• [EXTRACT PROVIDED]:
— BEGIN —
# Want to buy Bass Pro Ocean Master 12' conventional



## Gonetoolong77 (Jun 17, 2018)

Hi guys, Looking for a 12' Bass Pro Ocean Master conventional. Sold my two surf rods on here years ago to buy my sons christmas and want to go back to hatteras in the fall to try for a big drum for my bucket list. Im located in Rocky Mount NC. Would travel to pick up up to 50 miles any direction and meet in public. Can also do paypal and ship if you're too far away. If you have one i can PM my cell # for pics to be sent.


----------



## animalbarrie (Jul 15, 2015)

You can buy them new at Bass Pro Shops - a newer version of the OM was recently released. I have 3 previous 12' OM's casting rods - the new ones are much lighter.


----------



## Guest (Jun 21, 2018)

The new ones have less backbone than the originals.


----------



## Gonetoolong77 (Jun 17, 2018)

Had also heard that pier rat. Was hoping to get a good used one and avoid the $170 price tag. Thanks


----------



## 9 rock (Nov 30, 2008)

Gonetoolong77 said:


> Had also heard that pier rat. Was hoping to get a good used one and avoid the $170 price tag. Thanks


I can assure you the new ones ain't got the back bone of my OM CPS , unless I was staving I wouldn't give it up for 170 

9


----------



## Guest (Jun 29, 2018)

Gonetoolong77 said:


> Hi guys, Looking for a 12' Bass Pro Ocean Master conventional. Sold my two surf rods on here years ago to buy my sons christmas and want to go back to hatteras in the fall to try for a big drum for my bucket list. Im located in Rocky Mount NC. Would travel to pick up up to 50 miles any direction and meet in public. Can also do paypal and ship if you're too far away. If you have one i can PM my cell # for pics to be sent.


You have a PM.


----------



## Gonetoolong77 (Jun 17, 2018)

sale pending!


----------



## Gonetoolong77 (Jun 17, 2018)

Huge thanks to PierRat4Life! Amazing rod! Deal Done. :fishing:


----------



## Guest (Jul 1, 2018)

Gonetoolong77 said:


> Huge thanks to PierRat4Life! Amazing rod! Deal Done. :fishing:


You're very welcome, Buddy !


----------
— END —
• [COLLECTED MATERIAL]:
— BEGIN —
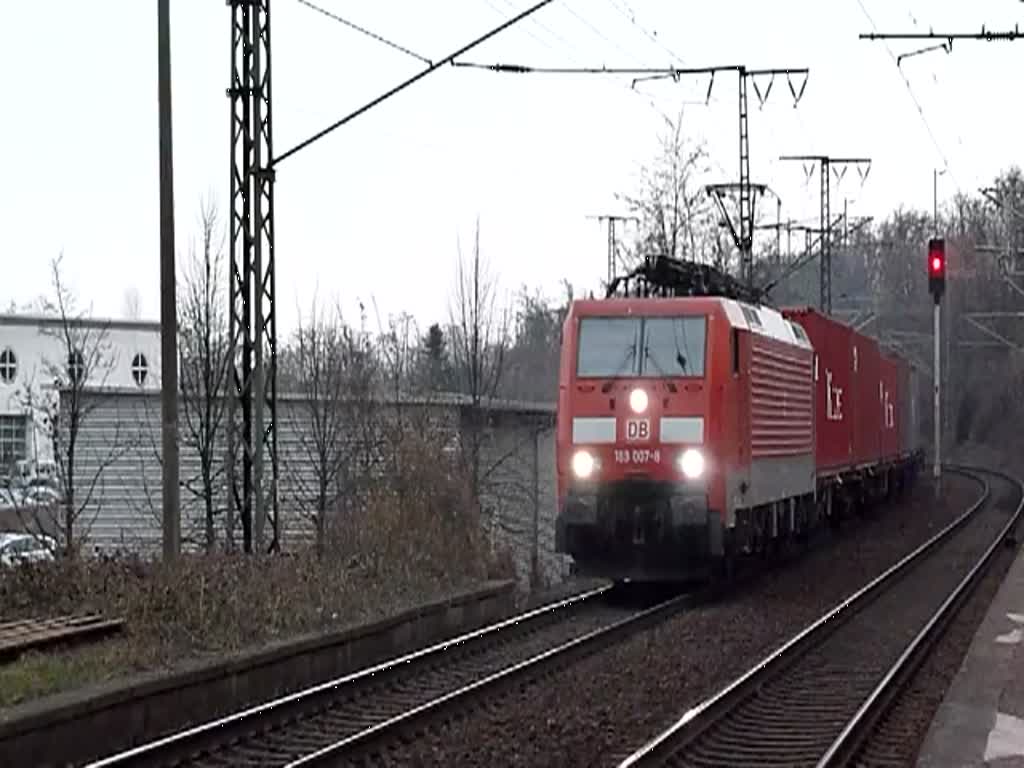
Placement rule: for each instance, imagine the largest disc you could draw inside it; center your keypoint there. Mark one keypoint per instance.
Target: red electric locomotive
— END —
• [WRITTEN TASK A]: In the thread about the Ocean Master rod, rewrite the paragraph beginning "You can buy them new" as a short bulleted list that keeps its main facts.
• [WRITTEN TASK B]: Put this sentence from the thread about the Ocean Master rod into Spanish: "The new ones have less backbone than the originals."

• [EXERCISE ANSWER A]:
- New ones can be bought at Bass Pro Shops.
- A newer version of the OM was released recently.
- The poster owns three earlier 12' OM casting rods.
- The new ones are much lighter.

• [EXERCISE ANSWER B]: Las nuevas tienen menos potencia que las originales.